• _Excerpt provided_
PhD candidate Jordan Noronha with a 3D-printed titanium lattice cube—an ultralight, ultrastrong structure inspired by nature and optimized for even stress distribution, developed by researchers at RMIT University in Melbourne, Australia. Courtesy RMIT

Lighter, Smarter, Stronger Metals

From carbon-cutting aluminum to ultralight metal foams, emerging innovations are unlocking metals’ potential for greener, higher-performance design.

In recent years, metals haven’t received the same level of fanfare in architecture and design as materials like wood and biopolymers. This inattention may be partly due to concerns over metals’ high embodied energy. Nevertheless, the material’s practical and cultural significance is profound—as the strong reaction to the recent U.S.-imposed tariffs on steel and automobiles revealed. Furthermore, metal products and processes have shown compelling advances in recent years, offering measurable improvements in the environmental, functional, and aesthetic performance of designs. The following recent developments bolster metal’s innovative contributions to design and construction.


ELYSIS is Revolutionizing Aluminum

A novel manufacturing process known as ELYSIS may not be a household name, but it deserves to be. Developed by Alcoa in collaboration with Rio Tinto, the invention—which the company describes as “the greatest breakthrough in the aluminum industry since the late 1800s”—radically reduces aluminum’s carbon footprint. ELYSIS replaces the carbon anodes used in traditional smelting with proprietary inert materials, eliminating greenhouse gas emissions and releasing only pure oxygen. The BMW Group entered into an agreement with Rio Tinto to incorporate the ELYSIS aluminum process, powered by hydroelectric plants, into its automobile manufacturing operations. According to the company, the process reduces carbon emissions associated with conventional aluminum production by 70 percent.

Four team members with their metal lattice cube in front of their 3D printing technology.
From left: Professors Martin Leary, Ma Qian, Milan Brandt, and Jordan Noronha, at RMIT’s Centre for Additive Manufacturing. Courtesy Dr. Afsaneh Rabiei
A diagram of the alloy compression tests in blue, showing different structures.

• _Written tasks_
(a) Summarize the excerpt on metals in two sentences.
(b) Decide whether each statement below agrees with the excerpt on metals, answering yes or no and quoting the words that settle it: (i) The BMW Group made its agreement with Alcoa. (ii) The ELYSIS process releases only pure oxygen. (iii) The titanium lattice cube was developed by researchers at RMIT University in Melbourne.
Rely only on the excerpt on metals, with no outside knowledge.

• _Supplied entries_
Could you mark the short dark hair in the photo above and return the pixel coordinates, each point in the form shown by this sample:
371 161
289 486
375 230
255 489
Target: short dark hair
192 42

• _Task solutions_
(a) Metals have drawn less attention in architecture and design than wood and biopolymers, possibly in part because of concerns over their high embodied energy, yet recent advances have measurably improved the environmental, functional, and aesthetic performance of designs. One such advance is ELYSIS, a process developed by Alcoa with Rio Tinto that replaces the carbon anodes of traditional smelting with proprietary inert materials, eliminating greenhouse gas emissions and releasing only pure oxygen.

(b)
(i) No: "The BMW Group entered into an agreement with Rio Tinto"
(ii) Yes: "eliminating greenhouse gas emissions and releasing only pure oxygen"
(iii) Yes: "developed by researchers at RMIT University in Melbourne, Australia"